_OBJECTIVE 1_
In the networkx question, what error is raised at the step that adds edges to the graph?

_QUOTED TEXT_
--------------------------------

Dataframe for edges looks like this:
node1 node2
0 MET3 MET3
1 IMD3 IMD4
2 OLE1 OLE1
3 MUP1 MUP1
4 PIS1 PIS1
...
Basically the edge goes from node1 to node2
Now I iterate through each row from the node dataframe and edge dataframe and use it as networkx nodes and edges.
interactome = nx.Graph()
# Adding Nodes to Graph
for index, row in interactome_nodes.iterrows():
interactome.add_nodes_from(row)
# Adding Edges to Graph
for index, row in interactome_edges.iterrows():
interactome.add_edges_from(row["node1", "node2"]) #### Here is the problem
My problem is at the adding Edges part. I am currently getting the following error:
KeyError: ('node1', 'node2')
I have also tried :
for index, row in interactome_edges.iterrows():
interactome.add_edges_from((row["node1"],row["node2"]))
and:
for index, row in interactome_edges.iterrows():
interactome.add_edges_from(row["node1"],row["node2"])

--------------------------------

_SUPPLIED DATA_
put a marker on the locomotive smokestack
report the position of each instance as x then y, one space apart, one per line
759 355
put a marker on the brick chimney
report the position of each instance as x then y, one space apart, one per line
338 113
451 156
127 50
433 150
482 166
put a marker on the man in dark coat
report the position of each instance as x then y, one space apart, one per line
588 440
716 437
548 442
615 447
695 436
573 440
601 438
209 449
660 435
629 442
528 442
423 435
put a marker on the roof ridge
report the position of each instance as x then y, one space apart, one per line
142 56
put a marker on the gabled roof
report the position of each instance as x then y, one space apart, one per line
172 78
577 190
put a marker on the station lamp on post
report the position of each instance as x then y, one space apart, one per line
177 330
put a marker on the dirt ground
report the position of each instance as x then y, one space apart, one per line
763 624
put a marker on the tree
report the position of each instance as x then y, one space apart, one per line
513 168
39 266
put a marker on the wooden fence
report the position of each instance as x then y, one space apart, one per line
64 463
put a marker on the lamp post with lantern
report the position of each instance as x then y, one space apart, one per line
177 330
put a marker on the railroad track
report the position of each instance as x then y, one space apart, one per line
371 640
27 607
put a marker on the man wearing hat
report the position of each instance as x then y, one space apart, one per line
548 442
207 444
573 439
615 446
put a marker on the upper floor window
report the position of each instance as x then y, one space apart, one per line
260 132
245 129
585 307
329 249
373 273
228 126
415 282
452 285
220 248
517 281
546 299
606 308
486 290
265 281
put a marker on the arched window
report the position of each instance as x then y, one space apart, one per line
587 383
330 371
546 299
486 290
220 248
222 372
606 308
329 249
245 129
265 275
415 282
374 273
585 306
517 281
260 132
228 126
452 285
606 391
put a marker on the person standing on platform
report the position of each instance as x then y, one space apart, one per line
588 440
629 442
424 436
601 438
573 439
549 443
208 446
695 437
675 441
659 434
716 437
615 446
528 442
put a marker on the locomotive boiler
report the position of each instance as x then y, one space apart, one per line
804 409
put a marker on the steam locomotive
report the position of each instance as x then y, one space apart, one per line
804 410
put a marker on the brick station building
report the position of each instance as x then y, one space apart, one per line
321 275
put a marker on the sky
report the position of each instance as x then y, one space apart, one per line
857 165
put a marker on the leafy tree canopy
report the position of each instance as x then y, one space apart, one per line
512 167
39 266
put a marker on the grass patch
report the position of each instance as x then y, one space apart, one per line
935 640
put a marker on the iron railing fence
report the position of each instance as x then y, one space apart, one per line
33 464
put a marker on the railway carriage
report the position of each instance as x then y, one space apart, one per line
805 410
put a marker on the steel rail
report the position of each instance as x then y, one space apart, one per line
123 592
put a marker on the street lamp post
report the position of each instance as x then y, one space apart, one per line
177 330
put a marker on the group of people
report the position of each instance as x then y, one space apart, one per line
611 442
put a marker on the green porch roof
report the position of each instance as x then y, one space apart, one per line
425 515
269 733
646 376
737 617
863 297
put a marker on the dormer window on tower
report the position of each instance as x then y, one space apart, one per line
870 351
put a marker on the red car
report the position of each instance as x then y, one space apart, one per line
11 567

--------------------------------

_OBJECTIVE 2_
Write out the lines of the entries as a numbered list, leaving out blank lines. Start with the line containing "put a marker on the railway carriage" and continue through the last line of the entries.

_TASK RESPONSE 1_
KeyError: ('node1', 'node2')

_TASK RESPONSE 2_
1. put a marker on the railway carriage
2. report the position of each instance as x then y, one space apart, one per line
3. 805 410
4. put a marker on the steel rail
5. report the position of each instance as x then y, one space apart, one per line
6. 123 592
7. put a marker on the street lamp post
8. report the position of each instance as x then y, one space apart, one per line
9. 177 330
10. put a marker on the group of people
11. report the position of each instance as x then y, one space apart, one per line
12. 611 442
13. put a marker on the green porch roof
14. report the position of each instance as x then y, one space apart, one per line
15. 425 515
16. 269 733
17. 646 376
18. 737 617
19. 863 297
20. put a marker on the dormer window on tower
21. report the position of each instance as x then y, one space apart, one per line
22. 870 351
23. put a marker on the red car
24. report the position of each instance as x then y, one space apart, one per line
25. 11 567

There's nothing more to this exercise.